# THE PROBLEM
Beginning at the line that contains "of the wheelchair", reproduce every line to the end of the material without changing any of them.

————

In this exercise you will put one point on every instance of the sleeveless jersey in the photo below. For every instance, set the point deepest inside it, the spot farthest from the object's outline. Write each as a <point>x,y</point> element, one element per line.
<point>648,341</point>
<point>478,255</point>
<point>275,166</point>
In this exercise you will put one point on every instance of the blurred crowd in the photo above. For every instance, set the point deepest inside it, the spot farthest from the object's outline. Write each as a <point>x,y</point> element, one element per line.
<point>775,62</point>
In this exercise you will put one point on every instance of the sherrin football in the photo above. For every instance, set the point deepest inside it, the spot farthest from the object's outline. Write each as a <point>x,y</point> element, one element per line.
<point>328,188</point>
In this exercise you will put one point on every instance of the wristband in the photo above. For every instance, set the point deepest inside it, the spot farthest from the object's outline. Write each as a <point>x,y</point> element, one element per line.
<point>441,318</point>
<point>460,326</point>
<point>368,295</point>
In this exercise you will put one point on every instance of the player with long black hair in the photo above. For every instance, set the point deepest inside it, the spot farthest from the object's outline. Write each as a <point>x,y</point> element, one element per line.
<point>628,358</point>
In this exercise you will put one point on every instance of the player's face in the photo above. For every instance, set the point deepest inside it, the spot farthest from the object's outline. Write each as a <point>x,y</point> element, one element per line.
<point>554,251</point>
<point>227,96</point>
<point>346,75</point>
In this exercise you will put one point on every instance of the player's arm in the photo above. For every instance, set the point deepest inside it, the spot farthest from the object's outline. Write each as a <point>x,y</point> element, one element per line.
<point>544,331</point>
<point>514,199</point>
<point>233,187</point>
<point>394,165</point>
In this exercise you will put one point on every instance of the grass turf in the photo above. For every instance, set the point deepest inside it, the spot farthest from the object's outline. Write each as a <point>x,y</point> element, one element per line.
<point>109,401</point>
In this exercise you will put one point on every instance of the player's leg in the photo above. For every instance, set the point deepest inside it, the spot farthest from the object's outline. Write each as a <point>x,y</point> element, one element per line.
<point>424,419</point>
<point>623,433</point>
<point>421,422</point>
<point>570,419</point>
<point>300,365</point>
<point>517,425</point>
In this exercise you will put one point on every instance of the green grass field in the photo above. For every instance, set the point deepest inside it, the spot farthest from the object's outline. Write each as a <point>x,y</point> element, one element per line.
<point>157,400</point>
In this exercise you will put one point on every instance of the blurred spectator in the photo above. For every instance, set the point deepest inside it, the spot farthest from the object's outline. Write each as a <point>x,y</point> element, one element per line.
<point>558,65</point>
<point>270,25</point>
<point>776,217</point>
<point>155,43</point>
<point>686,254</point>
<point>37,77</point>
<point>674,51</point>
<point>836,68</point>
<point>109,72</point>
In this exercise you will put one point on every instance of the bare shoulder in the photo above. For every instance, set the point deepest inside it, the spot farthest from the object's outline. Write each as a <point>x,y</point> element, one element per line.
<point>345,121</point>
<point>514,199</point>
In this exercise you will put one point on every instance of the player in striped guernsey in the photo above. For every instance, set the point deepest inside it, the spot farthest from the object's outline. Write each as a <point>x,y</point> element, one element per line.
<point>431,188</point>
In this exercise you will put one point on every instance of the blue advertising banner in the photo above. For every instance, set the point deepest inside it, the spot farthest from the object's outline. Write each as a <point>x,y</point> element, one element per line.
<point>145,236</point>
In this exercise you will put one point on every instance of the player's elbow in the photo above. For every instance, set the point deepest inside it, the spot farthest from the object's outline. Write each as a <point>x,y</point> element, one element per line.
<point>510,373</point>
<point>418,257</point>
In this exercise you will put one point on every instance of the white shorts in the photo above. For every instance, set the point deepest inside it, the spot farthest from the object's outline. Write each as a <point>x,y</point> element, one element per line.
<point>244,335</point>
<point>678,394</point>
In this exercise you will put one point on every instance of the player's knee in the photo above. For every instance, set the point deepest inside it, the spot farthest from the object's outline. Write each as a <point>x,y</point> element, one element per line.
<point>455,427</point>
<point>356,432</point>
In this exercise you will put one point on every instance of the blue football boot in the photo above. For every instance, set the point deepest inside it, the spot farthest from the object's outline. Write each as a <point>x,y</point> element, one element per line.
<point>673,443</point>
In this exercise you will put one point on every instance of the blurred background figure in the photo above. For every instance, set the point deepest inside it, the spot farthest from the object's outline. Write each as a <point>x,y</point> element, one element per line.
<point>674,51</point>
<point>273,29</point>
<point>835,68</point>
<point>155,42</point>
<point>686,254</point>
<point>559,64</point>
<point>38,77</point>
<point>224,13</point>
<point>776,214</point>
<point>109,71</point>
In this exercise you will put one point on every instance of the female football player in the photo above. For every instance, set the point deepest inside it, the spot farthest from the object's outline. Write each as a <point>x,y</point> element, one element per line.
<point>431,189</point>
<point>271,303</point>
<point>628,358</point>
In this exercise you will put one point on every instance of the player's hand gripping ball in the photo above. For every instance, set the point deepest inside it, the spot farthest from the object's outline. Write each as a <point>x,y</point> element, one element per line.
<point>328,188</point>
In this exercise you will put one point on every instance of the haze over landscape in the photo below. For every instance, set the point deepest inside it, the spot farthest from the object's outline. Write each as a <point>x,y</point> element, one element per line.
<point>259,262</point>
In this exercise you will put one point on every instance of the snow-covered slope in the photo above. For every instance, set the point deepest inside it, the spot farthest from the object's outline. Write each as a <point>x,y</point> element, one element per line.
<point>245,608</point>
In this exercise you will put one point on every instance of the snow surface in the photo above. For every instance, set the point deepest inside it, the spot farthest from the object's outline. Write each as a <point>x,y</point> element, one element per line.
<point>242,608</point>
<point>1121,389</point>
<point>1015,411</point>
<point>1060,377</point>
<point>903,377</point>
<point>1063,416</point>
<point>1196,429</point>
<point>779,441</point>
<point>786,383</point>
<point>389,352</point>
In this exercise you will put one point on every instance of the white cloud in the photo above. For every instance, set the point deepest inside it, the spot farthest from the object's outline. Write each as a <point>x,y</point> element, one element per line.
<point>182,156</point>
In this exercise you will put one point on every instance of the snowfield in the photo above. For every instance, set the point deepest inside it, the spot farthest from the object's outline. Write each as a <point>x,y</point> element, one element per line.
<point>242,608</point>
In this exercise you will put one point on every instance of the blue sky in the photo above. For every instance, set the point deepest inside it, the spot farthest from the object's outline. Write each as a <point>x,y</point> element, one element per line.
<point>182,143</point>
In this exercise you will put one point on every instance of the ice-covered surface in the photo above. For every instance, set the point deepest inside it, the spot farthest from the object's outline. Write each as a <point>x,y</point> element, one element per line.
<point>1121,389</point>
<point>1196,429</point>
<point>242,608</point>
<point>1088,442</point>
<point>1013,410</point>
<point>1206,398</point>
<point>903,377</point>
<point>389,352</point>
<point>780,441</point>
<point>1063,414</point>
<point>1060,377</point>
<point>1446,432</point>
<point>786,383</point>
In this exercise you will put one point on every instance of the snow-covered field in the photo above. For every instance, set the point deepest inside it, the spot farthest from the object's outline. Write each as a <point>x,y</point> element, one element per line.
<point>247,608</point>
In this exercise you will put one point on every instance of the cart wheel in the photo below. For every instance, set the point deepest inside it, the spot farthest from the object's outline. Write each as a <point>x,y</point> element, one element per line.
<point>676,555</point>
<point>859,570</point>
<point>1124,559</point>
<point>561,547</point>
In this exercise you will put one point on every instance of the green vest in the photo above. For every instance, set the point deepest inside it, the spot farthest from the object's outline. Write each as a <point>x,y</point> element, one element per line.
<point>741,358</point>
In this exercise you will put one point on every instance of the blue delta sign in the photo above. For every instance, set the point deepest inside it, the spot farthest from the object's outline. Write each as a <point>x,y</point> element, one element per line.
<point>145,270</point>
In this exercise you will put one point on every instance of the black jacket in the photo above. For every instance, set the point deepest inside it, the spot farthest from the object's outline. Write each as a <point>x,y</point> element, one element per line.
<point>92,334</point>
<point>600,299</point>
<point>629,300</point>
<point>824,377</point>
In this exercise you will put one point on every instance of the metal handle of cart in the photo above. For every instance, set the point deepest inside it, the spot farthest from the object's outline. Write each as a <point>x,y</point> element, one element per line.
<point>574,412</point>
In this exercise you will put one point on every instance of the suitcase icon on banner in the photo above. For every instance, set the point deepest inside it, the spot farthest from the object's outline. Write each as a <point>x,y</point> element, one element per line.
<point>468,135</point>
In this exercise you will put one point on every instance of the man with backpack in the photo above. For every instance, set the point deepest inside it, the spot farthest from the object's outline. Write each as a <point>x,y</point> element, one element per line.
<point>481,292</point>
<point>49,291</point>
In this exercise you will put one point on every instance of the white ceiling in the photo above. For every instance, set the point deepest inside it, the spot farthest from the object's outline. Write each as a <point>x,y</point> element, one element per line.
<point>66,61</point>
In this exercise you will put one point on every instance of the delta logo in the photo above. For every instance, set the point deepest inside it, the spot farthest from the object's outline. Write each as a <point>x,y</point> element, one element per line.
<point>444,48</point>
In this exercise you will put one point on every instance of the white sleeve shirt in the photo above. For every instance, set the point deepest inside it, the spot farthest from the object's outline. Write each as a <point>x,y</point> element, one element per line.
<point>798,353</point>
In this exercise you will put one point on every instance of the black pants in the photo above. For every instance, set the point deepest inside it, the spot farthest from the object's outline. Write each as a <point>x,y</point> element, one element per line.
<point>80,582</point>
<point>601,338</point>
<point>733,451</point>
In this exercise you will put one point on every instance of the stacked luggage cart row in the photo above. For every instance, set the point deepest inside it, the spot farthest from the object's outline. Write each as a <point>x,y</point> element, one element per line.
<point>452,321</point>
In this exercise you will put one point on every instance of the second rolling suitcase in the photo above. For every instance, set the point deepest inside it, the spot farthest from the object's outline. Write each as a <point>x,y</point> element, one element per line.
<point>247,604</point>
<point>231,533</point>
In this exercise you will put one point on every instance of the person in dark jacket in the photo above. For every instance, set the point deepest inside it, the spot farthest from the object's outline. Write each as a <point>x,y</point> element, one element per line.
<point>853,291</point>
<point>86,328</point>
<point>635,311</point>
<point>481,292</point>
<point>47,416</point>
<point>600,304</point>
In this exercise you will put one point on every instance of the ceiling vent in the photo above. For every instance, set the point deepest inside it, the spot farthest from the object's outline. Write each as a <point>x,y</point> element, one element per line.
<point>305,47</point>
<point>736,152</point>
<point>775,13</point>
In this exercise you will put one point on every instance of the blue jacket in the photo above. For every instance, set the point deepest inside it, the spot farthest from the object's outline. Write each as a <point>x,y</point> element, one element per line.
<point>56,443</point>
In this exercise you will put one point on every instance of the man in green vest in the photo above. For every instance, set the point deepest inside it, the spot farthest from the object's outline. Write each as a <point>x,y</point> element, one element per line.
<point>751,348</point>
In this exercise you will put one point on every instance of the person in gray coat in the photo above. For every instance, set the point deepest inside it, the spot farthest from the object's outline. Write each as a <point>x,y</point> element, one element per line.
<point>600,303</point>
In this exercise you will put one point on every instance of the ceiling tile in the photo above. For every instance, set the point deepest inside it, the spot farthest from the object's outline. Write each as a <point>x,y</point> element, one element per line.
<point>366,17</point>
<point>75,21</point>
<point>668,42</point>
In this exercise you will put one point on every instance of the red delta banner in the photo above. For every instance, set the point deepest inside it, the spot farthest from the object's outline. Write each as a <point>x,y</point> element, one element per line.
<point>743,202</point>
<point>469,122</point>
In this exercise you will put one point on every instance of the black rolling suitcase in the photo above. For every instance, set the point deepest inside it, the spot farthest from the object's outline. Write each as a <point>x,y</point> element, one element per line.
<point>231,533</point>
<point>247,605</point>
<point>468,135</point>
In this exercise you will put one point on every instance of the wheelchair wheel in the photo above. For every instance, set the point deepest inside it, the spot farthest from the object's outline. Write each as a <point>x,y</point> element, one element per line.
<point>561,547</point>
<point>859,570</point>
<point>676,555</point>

————

# RESULT FOR THIS TASK
In this exercise you will put one point on every instance of the wheelchair wheel in the photo above. For every instance, set the point deepest inside it, the spot farthest from the object's outline. Write each as a <point>x,y</point> element, one element per line.
<point>561,547</point>
<point>859,570</point>
<point>676,555</point>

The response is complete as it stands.